## BEGIN
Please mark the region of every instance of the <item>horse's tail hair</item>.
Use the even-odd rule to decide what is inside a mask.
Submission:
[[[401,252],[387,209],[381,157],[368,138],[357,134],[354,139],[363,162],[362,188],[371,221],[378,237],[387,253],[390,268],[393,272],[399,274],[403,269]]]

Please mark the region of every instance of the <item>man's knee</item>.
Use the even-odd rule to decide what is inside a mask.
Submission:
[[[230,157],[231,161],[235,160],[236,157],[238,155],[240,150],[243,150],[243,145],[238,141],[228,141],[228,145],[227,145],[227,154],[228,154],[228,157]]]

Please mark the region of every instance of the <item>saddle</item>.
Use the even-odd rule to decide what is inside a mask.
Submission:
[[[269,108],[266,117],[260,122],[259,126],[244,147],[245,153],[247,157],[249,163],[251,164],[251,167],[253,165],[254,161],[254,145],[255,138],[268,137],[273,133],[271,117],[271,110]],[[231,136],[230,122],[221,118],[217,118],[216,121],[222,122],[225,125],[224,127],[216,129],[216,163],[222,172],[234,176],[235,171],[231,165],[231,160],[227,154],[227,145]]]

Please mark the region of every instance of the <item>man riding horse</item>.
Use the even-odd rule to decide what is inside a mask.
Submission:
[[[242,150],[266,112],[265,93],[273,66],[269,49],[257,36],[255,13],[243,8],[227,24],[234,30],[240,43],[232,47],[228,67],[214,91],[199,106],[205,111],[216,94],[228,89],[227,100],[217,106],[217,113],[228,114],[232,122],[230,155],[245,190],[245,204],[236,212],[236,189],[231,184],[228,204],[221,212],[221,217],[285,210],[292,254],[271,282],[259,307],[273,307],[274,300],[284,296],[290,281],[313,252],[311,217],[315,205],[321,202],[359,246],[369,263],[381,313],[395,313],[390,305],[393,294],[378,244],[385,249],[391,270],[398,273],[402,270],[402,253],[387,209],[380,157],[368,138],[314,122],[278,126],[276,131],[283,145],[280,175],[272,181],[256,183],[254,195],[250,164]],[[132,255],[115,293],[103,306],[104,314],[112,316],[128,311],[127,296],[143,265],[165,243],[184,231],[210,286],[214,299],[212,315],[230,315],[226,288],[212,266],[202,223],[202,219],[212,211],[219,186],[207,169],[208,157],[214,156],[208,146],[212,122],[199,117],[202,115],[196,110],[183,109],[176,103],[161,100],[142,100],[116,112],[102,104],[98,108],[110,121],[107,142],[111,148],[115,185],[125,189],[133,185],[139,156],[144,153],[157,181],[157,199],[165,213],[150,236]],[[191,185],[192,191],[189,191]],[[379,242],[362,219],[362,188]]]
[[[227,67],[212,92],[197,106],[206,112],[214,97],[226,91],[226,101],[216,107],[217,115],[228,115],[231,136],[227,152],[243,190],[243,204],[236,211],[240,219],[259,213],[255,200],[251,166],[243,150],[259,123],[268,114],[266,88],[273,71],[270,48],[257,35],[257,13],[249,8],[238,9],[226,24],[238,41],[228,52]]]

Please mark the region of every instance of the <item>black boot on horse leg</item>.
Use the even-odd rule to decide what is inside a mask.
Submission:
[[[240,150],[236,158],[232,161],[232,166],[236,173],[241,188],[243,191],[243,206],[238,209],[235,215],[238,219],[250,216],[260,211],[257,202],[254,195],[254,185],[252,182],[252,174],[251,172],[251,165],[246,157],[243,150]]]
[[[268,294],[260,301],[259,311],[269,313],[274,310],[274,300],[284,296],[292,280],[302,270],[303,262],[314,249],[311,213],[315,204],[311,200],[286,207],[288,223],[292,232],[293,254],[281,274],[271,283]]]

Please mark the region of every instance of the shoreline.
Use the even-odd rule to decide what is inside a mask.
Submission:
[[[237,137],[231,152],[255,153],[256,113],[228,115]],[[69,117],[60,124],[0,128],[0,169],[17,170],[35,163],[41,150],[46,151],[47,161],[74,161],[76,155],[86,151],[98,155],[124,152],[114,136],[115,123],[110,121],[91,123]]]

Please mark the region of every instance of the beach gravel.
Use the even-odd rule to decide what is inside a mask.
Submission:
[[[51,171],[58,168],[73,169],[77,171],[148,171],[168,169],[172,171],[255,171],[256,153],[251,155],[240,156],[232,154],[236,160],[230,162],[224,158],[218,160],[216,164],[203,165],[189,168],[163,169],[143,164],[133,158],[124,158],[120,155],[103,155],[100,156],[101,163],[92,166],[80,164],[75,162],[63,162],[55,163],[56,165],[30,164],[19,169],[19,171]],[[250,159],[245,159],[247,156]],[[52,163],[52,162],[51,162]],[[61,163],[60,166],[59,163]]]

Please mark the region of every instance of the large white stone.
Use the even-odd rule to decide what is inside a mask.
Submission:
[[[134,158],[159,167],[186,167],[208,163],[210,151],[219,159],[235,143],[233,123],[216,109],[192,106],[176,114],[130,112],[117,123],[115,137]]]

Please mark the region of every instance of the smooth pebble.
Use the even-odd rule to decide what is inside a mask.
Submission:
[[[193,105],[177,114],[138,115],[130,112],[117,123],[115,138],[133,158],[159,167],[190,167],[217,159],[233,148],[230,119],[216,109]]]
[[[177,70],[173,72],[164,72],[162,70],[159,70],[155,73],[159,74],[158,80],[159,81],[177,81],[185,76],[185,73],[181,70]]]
## END
- [Set task]: Transcribe every entry exactly, omitting nothing.

- [Output of the exercise]:
Please mark the region of every instance of the <item>horse's tail hair</item>.
Use the even-odd rule to decide what is inside a mask.
Submission:
[[[401,252],[387,209],[381,157],[368,138],[357,134],[354,139],[363,162],[362,188],[371,221],[378,237],[387,253],[390,268],[393,272],[399,274],[403,269]]]

Please mark the region of every instance of the <item>man's knee</item>.
Use the even-odd rule to decide what is inside a mask.
Submission:
[[[230,157],[231,161],[235,160],[236,157],[238,155],[240,150],[243,150],[243,145],[238,141],[228,141],[228,145],[227,145],[227,154],[228,154],[228,157]]]

Please mark the region of every instance of the <item>saddle</item>.
Use the even-odd rule to decide what is inside a mask.
Submission:
[[[269,108],[266,117],[260,122],[259,126],[244,147],[245,153],[247,157],[249,163],[251,164],[251,167],[253,165],[254,161],[254,145],[255,138],[268,137],[273,133],[271,117],[271,110]],[[231,136],[230,122],[221,118],[217,118],[216,121],[222,122],[225,125],[224,127],[216,129],[216,163],[222,172],[234,176],[235,171],[231,165],[231,160],[227,154],[227,145]]]

Please mark the region of every instance of the <item>man riding horse</item>.
Use the even-odd rule to decide what is inside a mask.
Submission:
[[[242,150],[266,112],[265,93],[273,66],[269,49],[257,36],[255,13],[243,8],[227,24],[234,30],[240,43],[232,47],[228,67],[214,91],[199,106],[205,111],[216,94],[228,89],[227,100],[217,106],[217,113],[228,114],[232,122],[230,155],[245,190],[245,204],[236,212],[236,189],[231,184],[228,204],[221,212],[221,217],[285,210],[292,254],[271,282],[259,307],[273,307],[274,300],[284,296],[290,281],[313,252],[311,217],[315,205],[321,202],[359,246],[369,263],[381,313],[395,313],[390,305],[393,294],[378,244],[385,249],[391,270],[398,273],[402,270],[402,253],[387,209],[380,157],[368,138],[314,122],[278,126],[276,131],[283,145],[280,175],[272,181],[256,183],[254,195],[250,164]],[[132,255],[115,293],[103,306],[104,314],[112,316],[128,311],[127,296],[143,265],[165,243],[184,231],[210,286],[214,299],[212,315],[230,315],[226,288],[212,266],[202,223],[202,219],[212,211],[219,186],[207,169],[208,157],[214,156],[208,146],[212,122],[199,117],[202,115],[196,110],[183,109],[176,103],[161,100],[142,100],[116,112],[102,104],[98,108],[110,121],[107,142],[111,148],[115,185],[125,189],[133,185],[139,156],[144,153],[157,181],[157,199],[165,213],[150,236]],[[191,185],[192,191],[189,191]],[[379,242],[362,219],[362,188]]]
[[[227,67],[212,92],[197,106],[206,112],[214,97],[226,91],[226,101],[216,107],[217,115],[228,115],[231,136],[227,152],[243,190],[243,204],[236,211],[240,219],[259,213],[255,200],[251,166],[243,150],[259,123],[268,114],[266,88],[273,71],[270,48],[257,35],[257,13],[249,8],[238,9],[226,24],[238,41],[228,52]]]

Please mark the region of every instance of the <item>black boot on horse leg</item>.
Use the even-odd rule to decide what is inside a mask.
Submission:
[[[240,150],[236,158],[232,161],[232,166],[236,173],[241,188],[243,191],[243,206],[238,209],[235,215],[238,219],[250,216],[260,211],[257,202],[254,195],[254,185],[252,182],[252,174],[251,172],[251,165],[246,157],[243,150]]]
[[[268,294],[260,301],[259,311],[269,313],[274,310],[274,300],[284,296],[292,280],[302,270],[303,262],[314,249],[311,213],[315,204],[311,200],[286,207],[288,223],[292,232],[293,254],[281,274],[271,283]]]

Please mark the region of every instance of the shoreline.
Use the even-odd rule to decide what is inside a mask.
Submission:
[[[237,137],[231,152],[255,153],[256,113],[228,115]],[[69,117],[60,124],[0,128],[0,169],[17,170],[35,163],[41,150],[46,151],[47,161],[74,161],[76,155],[86,151],[98,155],[124,152],[114,136],[115,123],[110,121],[91,123]]]

Please mark the region of every instance of the beach gravel.
Use the even-odd rule to decide what is inside a mask.
Submission:
[[[51,171],[58,168],[73,169],[77,171],[148,171],[168,169],[172,171],[255,171],[256,153],[251,155],[240,156],[232,154],[236,160],[230,162],[224,158],[218,160],[216,164],[203,165],[189,168],[163,169],[143,164],[133,158],[124,158],[120,155],[103,155],[100,156],[101,163],[92,166],[80,164],[75,162],[63,162],[55,163],[56,165],[30,164],[19,169],[19,171]],[[250,159],[245,159],[247,156]],[[52,163],[52,162],[51,162]],[[61,163],[60,166],[59,163]]]

Please mark the region of every instance of the large white stone.
Use the even-odd rule to decide what is inside a mask.
Submission:
[[[134,158],[159,167],[186,167],[208,163],[210,151],[219,159],[235,143],[233,123],[216,109],[192,106],[176,114],[130,112],[117,123],[115,137]]]

Please mark the region of every instance of the smooth pebble.
Use the even-odd rule to decide what is inside a mask.
Submission:
[[[193,105],[177,114],[138,115],[130,112],[117,123],[115,138],[133,158],[159,167],[190,167],[217,159],[233,148],[230,119],[216,109]]]
[[[177,70],[173,72],[164,72],[162,70],[159,70],[155,73],[159,74],[158,80],[159,81],[177,81],[185,76],[185,73],[181,70]]]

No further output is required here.